Written exercise A
Name every geographic place mentioned in the review of Cabin.
Written exercise B
Answer these questions from the review of Cabin, one line each:
(i) How many acres does the book's subtitle name?
(ii) How did Stoneham's staves get to Portland?
(iii) How much of the book's text does the reviewer say was skipped?
Written exercise C
Pick up the review of the book Cabin after its final sentence and keep writing it.

Passage to read

Monday, November 5, 2012

Review: Cabin by Lou Ureneck


Cabin: Two Brothers, A Dream, and Five Acres in Maine by Lou Ureneck is part story and part encyclopedia.  It's a compilation of everything related to the location and construction of a cabin in Maine, though it's by no means a how-to manual.  Half of it is about the human relationships of the builders — which is my sweet spot.  The other half, intertwined with the story, is about the ecology, history, and social structure of the area, sometimes in exhaustive detail.  If the subject of a particular page doesn’t interest you, just skip ahead a few paragraphs or pages and read about something else.  Like:
By the 1830s, Stoneham (Maine) was … a source of staves for the manufacture of wood barrels.  Stoneham’s staves, the beveled pieces of wood that formed the sides of the barrels, traveled by wagon to Portland and then by schooner to Cuba and the West Indies, where they were assembled into barrels and filled with molasses and rum.  The staves were temporarily assembled into barrels in Stoneham to assure their eventual watertightness, and then broken down and packaged into shooks that took up less space in shipping — in the local vernacular, the staves were “all shook up.”

Did Elvis Presley know that when he recorded the song?  Well, now you and I know it.

I must have skipped a third of the text, but the parts that engaged me were wonderful.  He's a descriptive writer.  I could feel the snow coming down.  I could see the beaver in the pond.

Listing
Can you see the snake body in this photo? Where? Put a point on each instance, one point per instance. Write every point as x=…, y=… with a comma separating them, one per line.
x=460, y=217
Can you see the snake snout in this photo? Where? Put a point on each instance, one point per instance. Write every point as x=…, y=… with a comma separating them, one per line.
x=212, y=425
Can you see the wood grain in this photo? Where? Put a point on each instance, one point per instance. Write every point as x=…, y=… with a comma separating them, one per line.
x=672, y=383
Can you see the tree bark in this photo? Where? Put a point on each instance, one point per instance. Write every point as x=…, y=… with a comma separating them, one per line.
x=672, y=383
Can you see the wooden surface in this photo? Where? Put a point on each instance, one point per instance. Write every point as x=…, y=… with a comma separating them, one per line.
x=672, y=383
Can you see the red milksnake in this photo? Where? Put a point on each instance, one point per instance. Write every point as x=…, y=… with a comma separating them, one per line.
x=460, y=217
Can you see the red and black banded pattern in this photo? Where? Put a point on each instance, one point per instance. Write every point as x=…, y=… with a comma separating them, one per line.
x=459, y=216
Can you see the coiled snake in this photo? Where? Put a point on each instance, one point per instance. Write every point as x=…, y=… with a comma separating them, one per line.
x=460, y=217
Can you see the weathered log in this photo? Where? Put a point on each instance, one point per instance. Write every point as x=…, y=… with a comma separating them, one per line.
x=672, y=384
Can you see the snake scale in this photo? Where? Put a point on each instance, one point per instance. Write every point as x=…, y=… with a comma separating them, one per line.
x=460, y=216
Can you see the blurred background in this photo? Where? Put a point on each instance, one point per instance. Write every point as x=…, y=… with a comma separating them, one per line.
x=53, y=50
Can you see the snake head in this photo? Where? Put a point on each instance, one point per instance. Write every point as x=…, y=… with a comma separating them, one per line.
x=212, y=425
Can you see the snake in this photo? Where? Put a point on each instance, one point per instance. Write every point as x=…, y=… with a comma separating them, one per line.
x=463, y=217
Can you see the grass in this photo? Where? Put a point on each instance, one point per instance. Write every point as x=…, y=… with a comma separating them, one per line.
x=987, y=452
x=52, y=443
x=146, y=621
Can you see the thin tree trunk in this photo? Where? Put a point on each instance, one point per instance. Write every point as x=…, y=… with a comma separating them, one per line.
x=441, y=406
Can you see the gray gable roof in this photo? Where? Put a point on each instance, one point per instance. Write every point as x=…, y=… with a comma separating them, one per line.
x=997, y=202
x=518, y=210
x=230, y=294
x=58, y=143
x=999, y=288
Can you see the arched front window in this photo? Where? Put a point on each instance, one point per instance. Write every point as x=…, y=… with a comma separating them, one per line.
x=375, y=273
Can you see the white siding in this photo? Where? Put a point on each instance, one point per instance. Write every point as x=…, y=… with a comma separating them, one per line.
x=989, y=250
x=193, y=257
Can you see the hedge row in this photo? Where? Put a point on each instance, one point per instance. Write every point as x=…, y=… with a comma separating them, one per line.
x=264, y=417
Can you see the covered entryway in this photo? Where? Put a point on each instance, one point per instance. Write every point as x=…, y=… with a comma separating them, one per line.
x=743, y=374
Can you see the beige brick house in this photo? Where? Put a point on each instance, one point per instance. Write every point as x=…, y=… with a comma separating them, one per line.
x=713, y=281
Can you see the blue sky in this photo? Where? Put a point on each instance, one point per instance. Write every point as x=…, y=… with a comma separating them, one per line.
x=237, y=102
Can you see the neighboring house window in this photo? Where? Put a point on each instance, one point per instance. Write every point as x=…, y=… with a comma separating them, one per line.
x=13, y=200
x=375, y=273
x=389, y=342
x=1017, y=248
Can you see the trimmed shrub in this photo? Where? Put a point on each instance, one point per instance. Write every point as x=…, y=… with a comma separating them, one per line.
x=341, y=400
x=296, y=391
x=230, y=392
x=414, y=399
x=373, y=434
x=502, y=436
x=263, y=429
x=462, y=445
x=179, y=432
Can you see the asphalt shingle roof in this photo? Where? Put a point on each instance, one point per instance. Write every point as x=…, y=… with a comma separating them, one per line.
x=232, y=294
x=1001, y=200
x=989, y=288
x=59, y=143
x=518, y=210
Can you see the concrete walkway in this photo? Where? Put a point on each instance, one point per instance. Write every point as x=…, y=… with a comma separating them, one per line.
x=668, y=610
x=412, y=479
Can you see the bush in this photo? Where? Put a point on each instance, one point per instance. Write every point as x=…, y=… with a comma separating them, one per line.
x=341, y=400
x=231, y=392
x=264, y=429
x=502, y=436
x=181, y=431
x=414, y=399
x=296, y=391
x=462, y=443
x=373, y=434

---

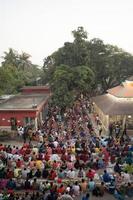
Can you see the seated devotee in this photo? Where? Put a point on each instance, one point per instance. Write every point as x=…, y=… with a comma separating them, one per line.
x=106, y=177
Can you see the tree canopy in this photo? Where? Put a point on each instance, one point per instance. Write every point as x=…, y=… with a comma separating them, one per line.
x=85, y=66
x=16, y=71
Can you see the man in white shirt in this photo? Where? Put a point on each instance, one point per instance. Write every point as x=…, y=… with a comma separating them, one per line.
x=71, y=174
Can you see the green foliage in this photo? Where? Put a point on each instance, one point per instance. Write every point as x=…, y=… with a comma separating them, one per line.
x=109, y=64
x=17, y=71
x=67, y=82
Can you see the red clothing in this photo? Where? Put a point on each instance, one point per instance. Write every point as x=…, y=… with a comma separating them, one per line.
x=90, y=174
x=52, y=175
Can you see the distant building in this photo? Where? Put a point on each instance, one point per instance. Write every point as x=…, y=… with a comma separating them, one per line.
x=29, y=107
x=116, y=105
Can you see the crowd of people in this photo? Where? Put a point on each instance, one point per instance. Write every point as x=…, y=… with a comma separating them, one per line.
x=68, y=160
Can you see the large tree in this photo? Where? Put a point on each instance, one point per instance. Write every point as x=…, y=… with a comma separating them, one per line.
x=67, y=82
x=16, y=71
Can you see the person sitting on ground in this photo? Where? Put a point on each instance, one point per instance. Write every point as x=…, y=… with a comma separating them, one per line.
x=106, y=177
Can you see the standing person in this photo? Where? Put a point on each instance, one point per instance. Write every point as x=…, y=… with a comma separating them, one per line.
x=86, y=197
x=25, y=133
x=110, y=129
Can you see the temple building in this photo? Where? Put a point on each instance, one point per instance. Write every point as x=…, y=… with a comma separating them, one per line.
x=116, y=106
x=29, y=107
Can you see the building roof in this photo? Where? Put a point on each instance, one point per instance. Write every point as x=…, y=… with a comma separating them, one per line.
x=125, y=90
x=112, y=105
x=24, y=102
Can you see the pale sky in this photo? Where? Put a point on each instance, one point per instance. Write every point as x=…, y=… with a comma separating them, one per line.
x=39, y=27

Task response A
Maine, Stoneham, Portland, Cuba, the West Indies

Task response B
(i) Five
(ii) By wagon
(iii) About a third

Task response C
I loved the author's boyhood trapping of muskrats in New Jersey (and what does this have to do with building a cabin in Maine?  Not much.)  I loved the Civil War history detailing what happened to the local Maine boys who went away to fight.  I loved meeting the locals who helped with the construction — a carpenter, a dowser, an excavator — and I loved meeting a crusty local lumberman who greeted the author with a long skeptical stare and then asked, "Are you a liberal?" as if he were asking, "Are you a cockroach?"

It's about men: the author, his brother Paul, their sons, their father.  Both the author and his brother go through divorces.  Though he examines every other tangential aspect of the cabin-building, we learn almost nothing about the break-ups except how they affected the work.  The very lack of women in the author's narrative — and I suppose, the author's mind — might indicate why the divorces took place.  Or might not.  I have to respect the author's discretion, though it creates a notable hole in the story.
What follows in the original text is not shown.